*WHAT YOU ARE ASKED TO DO*. Go through the material and pull out every line with the string "reflection" in it.

*SUPPLIED RECORDS*.
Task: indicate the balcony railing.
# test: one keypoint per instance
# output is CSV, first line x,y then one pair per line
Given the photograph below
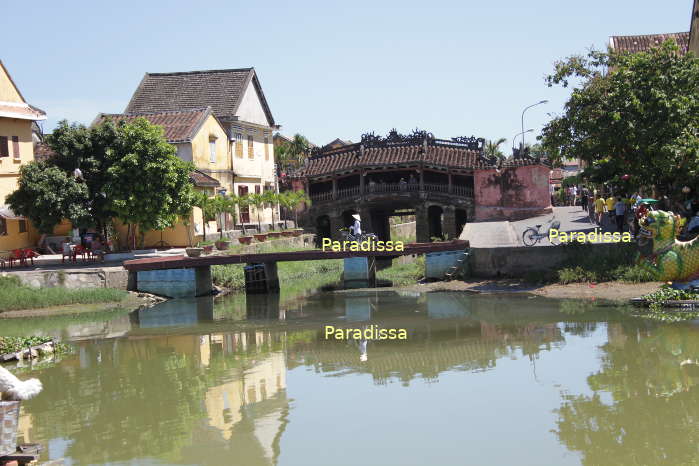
x,y
345,193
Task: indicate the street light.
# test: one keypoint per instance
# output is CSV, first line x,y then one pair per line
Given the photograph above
x,y
522,134
525,109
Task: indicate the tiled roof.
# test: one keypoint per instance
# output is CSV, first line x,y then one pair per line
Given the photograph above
x,y
348,160
644,43
21,111
222,90
179,126
203,180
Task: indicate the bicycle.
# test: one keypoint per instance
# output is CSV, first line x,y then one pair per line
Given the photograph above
x,y
348,236
532,236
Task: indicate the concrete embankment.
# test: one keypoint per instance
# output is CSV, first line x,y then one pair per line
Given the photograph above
x,y
518,261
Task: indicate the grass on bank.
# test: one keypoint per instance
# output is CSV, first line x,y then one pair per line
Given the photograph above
x,y
15,344
15,296
585,264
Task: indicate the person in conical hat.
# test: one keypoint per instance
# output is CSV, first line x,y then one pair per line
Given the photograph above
x,y
357,225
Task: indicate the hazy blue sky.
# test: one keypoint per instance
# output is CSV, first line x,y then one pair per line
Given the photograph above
x,y
328,70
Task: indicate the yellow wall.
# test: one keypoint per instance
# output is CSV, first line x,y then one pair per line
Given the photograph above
x,y
16,240
9,166
8,92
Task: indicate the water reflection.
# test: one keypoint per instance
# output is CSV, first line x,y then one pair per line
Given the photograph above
x,y
208,382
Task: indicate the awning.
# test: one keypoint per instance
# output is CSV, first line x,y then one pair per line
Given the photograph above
x,y
6,213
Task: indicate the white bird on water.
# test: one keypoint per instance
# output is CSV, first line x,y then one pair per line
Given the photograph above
x,y
13,389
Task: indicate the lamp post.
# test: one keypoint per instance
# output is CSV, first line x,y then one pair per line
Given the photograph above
x,y
525,109
518,134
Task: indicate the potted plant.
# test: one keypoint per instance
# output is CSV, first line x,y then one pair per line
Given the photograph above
x,y
194,252
222,205
207,246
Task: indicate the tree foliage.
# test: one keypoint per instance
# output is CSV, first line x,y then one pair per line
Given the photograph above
x,y
635,114
147,184
46,195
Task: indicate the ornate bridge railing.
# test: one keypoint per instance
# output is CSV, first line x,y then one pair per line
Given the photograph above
x,y
346,193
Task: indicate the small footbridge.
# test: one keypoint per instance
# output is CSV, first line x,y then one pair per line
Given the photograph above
x,y
180,276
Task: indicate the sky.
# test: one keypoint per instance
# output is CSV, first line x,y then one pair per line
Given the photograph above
x,y
328,69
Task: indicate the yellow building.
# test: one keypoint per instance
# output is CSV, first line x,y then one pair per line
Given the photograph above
x,y
16,149
201,139
237,100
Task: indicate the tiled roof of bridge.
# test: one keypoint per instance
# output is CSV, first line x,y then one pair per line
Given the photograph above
x,y
351,158
645,42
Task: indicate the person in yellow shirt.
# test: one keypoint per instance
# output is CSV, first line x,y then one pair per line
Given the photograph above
x,y
610,202
599,209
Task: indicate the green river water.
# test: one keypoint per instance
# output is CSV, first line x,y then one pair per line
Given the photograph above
x,y
480,380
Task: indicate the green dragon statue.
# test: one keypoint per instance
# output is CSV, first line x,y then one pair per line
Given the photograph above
x,y
665,257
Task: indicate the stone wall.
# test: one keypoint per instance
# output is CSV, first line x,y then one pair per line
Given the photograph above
x,y
518,261
107,277
511,193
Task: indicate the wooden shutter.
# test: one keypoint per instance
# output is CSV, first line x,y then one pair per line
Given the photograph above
x,y
4,149
15,147
239,145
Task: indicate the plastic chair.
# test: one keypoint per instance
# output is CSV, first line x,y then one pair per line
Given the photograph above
x,y
29,254
16,255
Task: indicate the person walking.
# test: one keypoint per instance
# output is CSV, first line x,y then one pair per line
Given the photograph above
x,y
620,212
599,209
584,199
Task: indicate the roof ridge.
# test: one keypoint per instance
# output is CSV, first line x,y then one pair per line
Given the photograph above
x,y
162,112
656,34
227,70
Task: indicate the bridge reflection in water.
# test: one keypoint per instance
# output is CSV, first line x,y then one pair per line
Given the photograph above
x,y
204,382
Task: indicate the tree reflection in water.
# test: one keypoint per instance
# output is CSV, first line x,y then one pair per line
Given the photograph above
x,y
652,418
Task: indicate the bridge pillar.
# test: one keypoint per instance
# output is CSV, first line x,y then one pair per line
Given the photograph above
x,y
449,223
422,226
261,278
175,283
360,272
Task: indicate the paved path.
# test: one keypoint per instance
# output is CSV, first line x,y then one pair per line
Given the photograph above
x,y
504,233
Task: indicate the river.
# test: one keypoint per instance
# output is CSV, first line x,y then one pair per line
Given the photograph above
x,y
480,380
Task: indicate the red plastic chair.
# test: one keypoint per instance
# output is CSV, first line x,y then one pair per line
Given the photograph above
x,y
80,251
29,254
16,256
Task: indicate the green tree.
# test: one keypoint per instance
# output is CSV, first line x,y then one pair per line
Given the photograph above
x,y
87,149
46,195
635,114
148,185
492,148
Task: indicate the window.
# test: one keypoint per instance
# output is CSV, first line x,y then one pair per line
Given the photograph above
x,y
239,145
15,146
4,149
212,150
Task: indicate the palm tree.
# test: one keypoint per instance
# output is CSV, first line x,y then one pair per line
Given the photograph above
x,y
272,198
298,198
258,201
492,148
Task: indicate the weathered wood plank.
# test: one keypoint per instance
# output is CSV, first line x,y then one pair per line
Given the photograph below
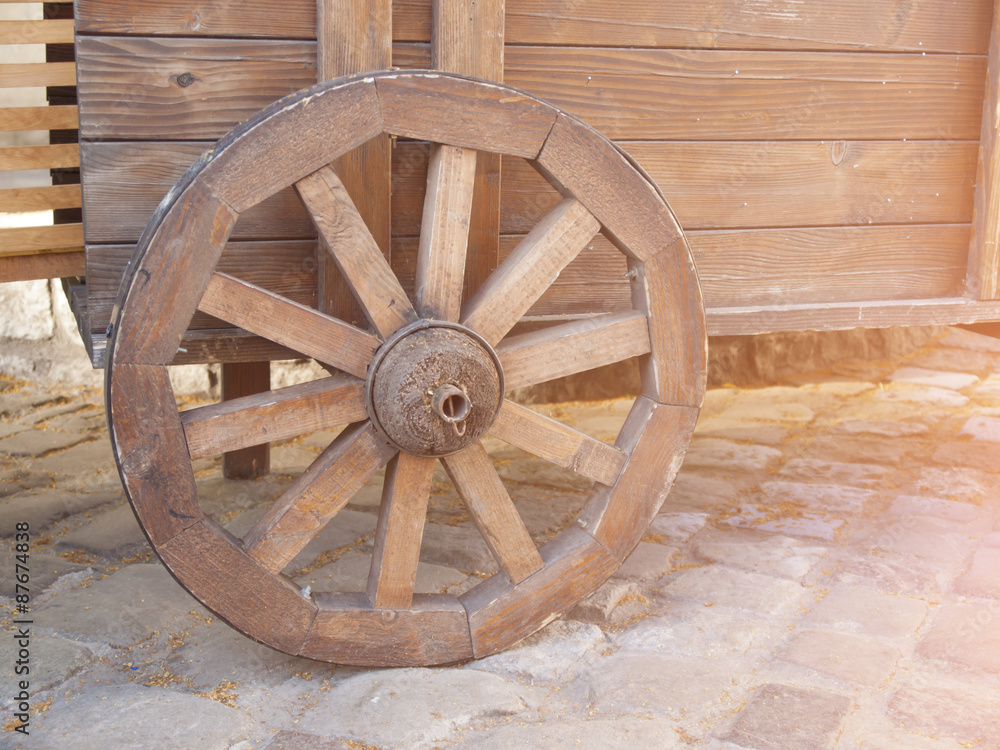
x,y
207,559
984,245
569,348
655,438
39,118
347,630
317,495
554,441
363,266
500,615
493,512
287,323
529,270
444,232
399,531
275,415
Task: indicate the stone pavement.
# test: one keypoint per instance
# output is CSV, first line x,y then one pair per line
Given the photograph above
x,y
825,574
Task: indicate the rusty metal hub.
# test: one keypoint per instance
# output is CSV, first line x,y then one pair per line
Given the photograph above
x,y
434,388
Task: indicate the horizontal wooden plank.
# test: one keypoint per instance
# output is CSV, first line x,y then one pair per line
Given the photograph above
x,y
39,118
42,198
48,239
882,25
57,156
723,95
181,88
49,266
20,75
48,31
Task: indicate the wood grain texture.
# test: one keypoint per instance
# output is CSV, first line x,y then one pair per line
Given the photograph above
x,y
459,112
148,441
300,328
568,447
136,88
569,348
358,256
444,232
239,380
500,615
169,278
529,270
210,563
748,96
493,512
348,630
666,287
39,118
235,423
399,531
655,437
340,471
984,245
591,169
48,266
123,183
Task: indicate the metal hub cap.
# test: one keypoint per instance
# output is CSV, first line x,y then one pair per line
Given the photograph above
x,y
434,388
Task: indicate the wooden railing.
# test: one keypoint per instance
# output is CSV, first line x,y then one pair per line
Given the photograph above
x,y
44,250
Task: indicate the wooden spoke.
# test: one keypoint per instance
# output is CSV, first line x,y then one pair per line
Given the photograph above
x,y
317,496
555,442
493,512
399,531
444,232
274,415
573,347
355,251
528,271
296,326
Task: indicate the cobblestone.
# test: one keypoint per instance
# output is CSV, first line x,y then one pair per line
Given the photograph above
x,y
823,574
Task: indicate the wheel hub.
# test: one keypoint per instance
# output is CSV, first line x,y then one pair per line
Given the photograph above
x,y
434,388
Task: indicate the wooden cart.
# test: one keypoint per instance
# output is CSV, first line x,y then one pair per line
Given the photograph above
x,y
438,240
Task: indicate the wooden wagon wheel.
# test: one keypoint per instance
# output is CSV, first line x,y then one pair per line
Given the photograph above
x,y
426,383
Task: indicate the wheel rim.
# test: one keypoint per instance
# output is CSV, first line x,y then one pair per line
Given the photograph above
x,y
172,276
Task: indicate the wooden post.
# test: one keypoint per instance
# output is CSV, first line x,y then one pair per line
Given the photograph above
x,y
355,36
246,379
984,250
467,38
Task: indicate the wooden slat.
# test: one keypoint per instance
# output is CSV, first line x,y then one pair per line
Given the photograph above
x,y
405,492
554,441
49,266
39,118
500,615
207,559
348,630
357,254
22,75
298,327
317,495
275,415
493,512
444,233
713,95
655,438
60,238
134,88
569,348
43,198
528,271
63,155
856,25
984,246
48,31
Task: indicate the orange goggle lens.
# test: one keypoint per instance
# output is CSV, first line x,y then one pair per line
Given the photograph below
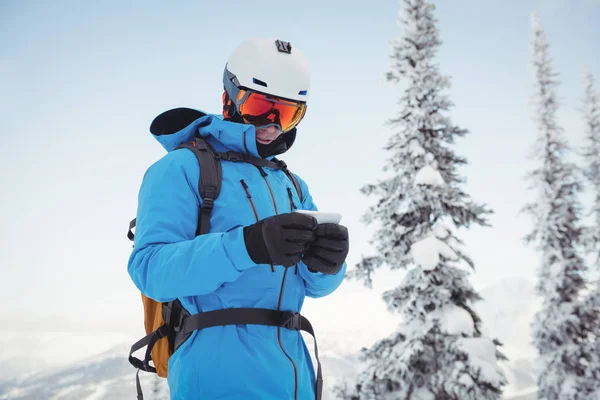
x,y
262,109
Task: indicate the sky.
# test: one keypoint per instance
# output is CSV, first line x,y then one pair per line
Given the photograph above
x,y
80,83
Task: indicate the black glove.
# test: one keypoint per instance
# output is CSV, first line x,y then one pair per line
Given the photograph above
x,y
280,239
328,252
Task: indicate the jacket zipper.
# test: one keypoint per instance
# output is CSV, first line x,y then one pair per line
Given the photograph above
x,y
279,337
251,200
292,208
264,175
292,204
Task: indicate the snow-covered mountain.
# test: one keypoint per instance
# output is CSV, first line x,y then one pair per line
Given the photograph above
x,y
506,311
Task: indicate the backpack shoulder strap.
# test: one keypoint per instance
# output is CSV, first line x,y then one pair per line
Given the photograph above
x,y
209,185
292,178
295,183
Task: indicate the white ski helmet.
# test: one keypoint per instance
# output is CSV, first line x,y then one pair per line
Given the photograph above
x,y
268,66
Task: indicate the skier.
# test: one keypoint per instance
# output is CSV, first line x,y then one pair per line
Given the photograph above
x,y
250,271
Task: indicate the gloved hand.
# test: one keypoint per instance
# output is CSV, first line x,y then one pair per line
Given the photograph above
x,y
280,239
328,252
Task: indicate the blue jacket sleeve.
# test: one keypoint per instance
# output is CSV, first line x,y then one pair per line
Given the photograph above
x,y
317,284
169,260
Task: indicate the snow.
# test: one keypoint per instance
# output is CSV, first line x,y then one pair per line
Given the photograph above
x,y
427,251
482,356
429,176
415,149
454,320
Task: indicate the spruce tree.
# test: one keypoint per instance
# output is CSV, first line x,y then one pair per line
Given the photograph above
x,y
561,327
438,351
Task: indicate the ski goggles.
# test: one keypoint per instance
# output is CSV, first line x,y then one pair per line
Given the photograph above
x,y
262,109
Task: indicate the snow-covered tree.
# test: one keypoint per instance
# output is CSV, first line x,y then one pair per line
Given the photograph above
x,y
561,330
591,116
438,351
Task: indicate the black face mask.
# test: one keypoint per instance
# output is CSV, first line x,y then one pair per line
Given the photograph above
x,y
277,146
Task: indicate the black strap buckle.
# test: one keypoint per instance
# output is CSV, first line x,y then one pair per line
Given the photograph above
x,y
291,320
207,204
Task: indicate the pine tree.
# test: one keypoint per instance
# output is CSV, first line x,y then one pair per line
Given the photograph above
x,y
438,351
561,328
591,115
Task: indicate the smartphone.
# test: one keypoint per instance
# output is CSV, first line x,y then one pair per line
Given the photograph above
x,y
323,217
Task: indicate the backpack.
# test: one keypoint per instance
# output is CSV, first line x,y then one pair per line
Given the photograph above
x,y
168,324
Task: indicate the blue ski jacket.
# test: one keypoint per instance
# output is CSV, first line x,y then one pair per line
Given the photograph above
x,y
213,271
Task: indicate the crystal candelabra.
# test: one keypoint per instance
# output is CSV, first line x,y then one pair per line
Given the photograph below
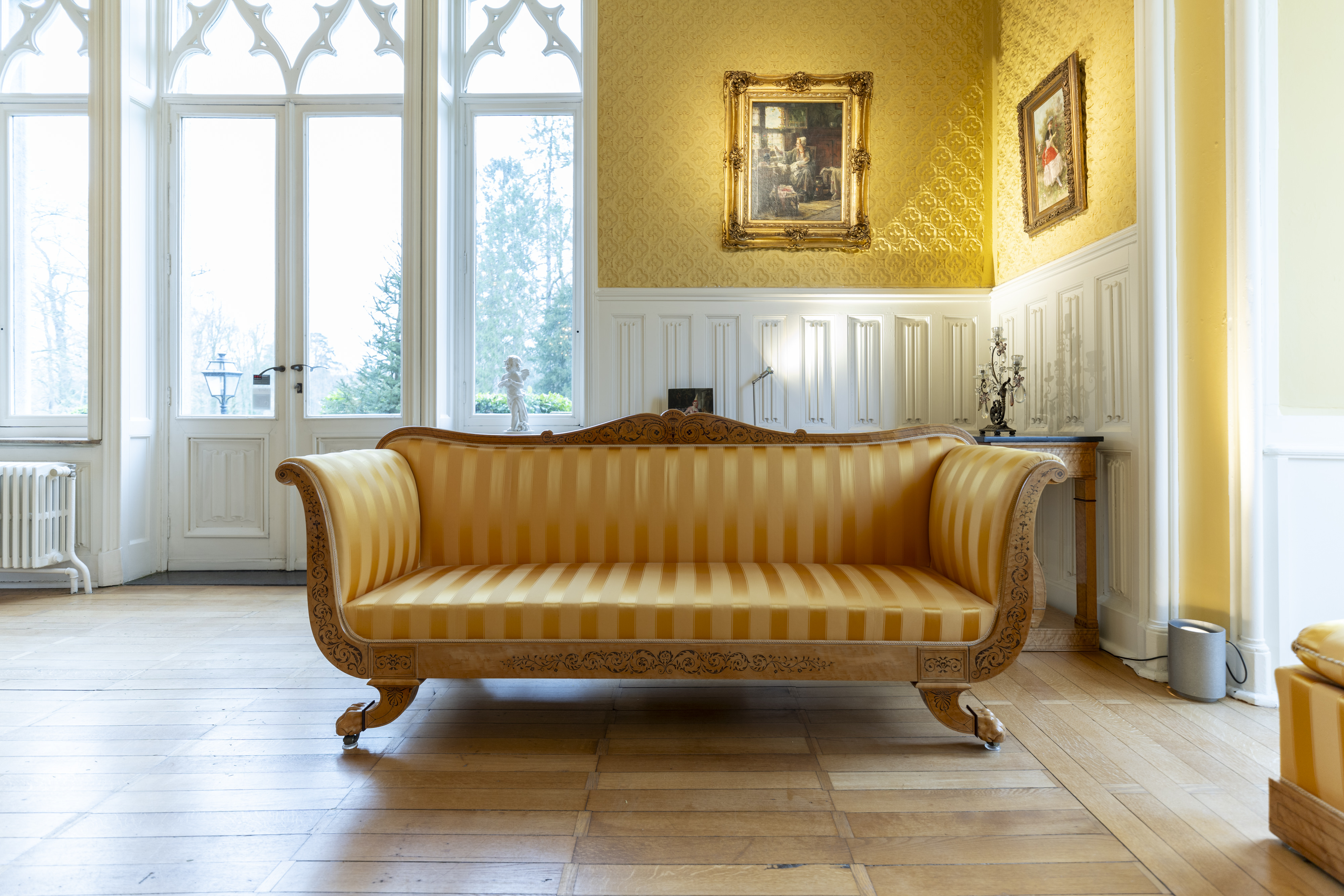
x,y
998,386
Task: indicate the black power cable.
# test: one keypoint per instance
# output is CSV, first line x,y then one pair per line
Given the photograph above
x,y
1241,682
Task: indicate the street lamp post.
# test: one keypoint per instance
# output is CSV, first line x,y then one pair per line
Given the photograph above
x,y
222,381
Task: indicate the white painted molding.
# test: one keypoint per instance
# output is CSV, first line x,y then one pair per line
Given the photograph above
x,y
1104,246
915,365
818,373
959,352
771,395
865,354
1245,31
1155,76
1306,453
628,365
675,331
724,363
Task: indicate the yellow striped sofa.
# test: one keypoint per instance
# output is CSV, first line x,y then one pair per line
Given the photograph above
x,y
673,547
1307,803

*EXERCISE SOLUTION*.
Task: indicate the water reflection.
Task: indicate the bridge reflection in water.
Task: indicate the tree reflection in water.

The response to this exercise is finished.